* PASSAGE

▬▬▬▬▬▬

Cloneable, traceable or collectable biometric systems could be designed to have the capability to store and catalog information about everyone in the world. The violation of privacy created by the collection of biometric data creates a prophylactic paradox; the bigger the privacy violation, the farther away it moves away from its intended goal.

How then can the power of biometric authentication be made useful without bumping up against these numerous serious challenges?

Innovya’s Traceless Biometrics approach, using non-unique remedies and a Real Time Reactive Authentication process solves all such cloneable, deflectable and privacy challenges. The Traceless Biometric workflow uses the time tested photo ID concept, wherein you match a picture to a person, no different than in any typical biometric authentication process. In a very simplistic way, just as in a mirror reflection, anyone can “authenticate” a stranger’s reflection without the need to compare the reflection against any other source of stored information. It does so, however, in a manner that is, as its name suggests, traceless, without storing any biometric data anywhere.

Innovya’s Traceless Biometric Authentication process consists of a comparison of only a portion of predetermined biometric elements against the users’ associated access device, wherein the “instructions” for which such portions and their mathematical modifiers are stored on the access device, somewhat similar, in an oversimplified sense, to the PIN on an ATM card. Unlike the ATM card, however, the system will not authenticate unless that specific user is the one seeking authentication because positive identification is derived from biometric elements on the user’s person, and therefore becomes useless without the user. Should the access device be hacked exposing the numerical string derived in the Traceless Biometric Authentication process, an alternative Traceless Biometric Authentication element can easily be programmed and reissued to the user.

▬▬▬▬▬▬

* GIVEN ENTRIES
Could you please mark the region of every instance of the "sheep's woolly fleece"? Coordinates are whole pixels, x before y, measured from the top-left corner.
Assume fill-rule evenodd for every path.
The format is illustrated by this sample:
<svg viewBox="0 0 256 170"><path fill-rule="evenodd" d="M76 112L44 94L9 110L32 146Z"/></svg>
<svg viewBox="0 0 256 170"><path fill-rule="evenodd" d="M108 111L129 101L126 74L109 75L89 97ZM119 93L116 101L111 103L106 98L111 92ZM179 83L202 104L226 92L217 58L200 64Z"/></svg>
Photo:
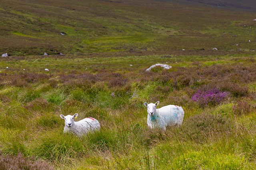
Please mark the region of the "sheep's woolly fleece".
<svg viewBox="0 0 256 170"><path fill-rule="evenodd" d="M149 68L146 70L146 71L149 71L151 69L153 68L156 67L156 66L160 66L164 68L164 69L170 69L172 68L172 66L170 66L170 65L167 64L156 64L154 65L151 66Z"/></svg>

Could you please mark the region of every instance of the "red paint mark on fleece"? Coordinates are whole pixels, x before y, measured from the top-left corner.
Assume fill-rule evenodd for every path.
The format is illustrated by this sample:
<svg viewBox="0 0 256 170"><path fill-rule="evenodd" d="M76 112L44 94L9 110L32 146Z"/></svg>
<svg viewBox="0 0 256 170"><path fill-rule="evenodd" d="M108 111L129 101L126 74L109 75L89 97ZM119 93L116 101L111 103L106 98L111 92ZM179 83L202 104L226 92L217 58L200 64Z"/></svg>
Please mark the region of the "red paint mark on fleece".
<svg viewBox="0 0 256 170"><path fill-rule="evenodd" d="M86 117L86 118L88 118L88 119L91 119L93 121L95 121L95 119L92 118L92 117Z"/></svg>

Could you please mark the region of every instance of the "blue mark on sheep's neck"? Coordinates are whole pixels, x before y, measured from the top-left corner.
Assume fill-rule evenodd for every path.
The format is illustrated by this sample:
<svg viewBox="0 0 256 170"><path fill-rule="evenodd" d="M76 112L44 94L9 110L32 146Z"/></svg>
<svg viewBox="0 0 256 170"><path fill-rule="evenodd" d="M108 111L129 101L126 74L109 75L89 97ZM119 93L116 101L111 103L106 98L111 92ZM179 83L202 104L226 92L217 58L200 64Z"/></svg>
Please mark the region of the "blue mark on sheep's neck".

▬▬▬▬▬▬

* ACTIVITY
Transcribe the traceless biometrics passage above, copying everything from "Innovya’s Traceless Biometric Authentication" down to "to the user.".

* THE ANSWER
Innovya’s Traceless Biometric Authentication process consists of a comparison of only a portion of predetermined biometric elements against the users’ associated access device, wherein the “instructions” for which such portions and their mathematical modifiers are stored on the access device, somewhat similar, in an oversimplified sense, to the PIN on an ATM card. Unlike the ATM card, however, the system will not authenticate unless that specific user is the one seeking authentication because positive identification is derived from biometric elements on the user’s person, and therefore becomes useless without the user. Should the access device be hacked exposing the numerical string derived in the Traceless Biometric Authentication process, an alternative Traceless Biometric Authentication element can easily be programmed and reissued to the user.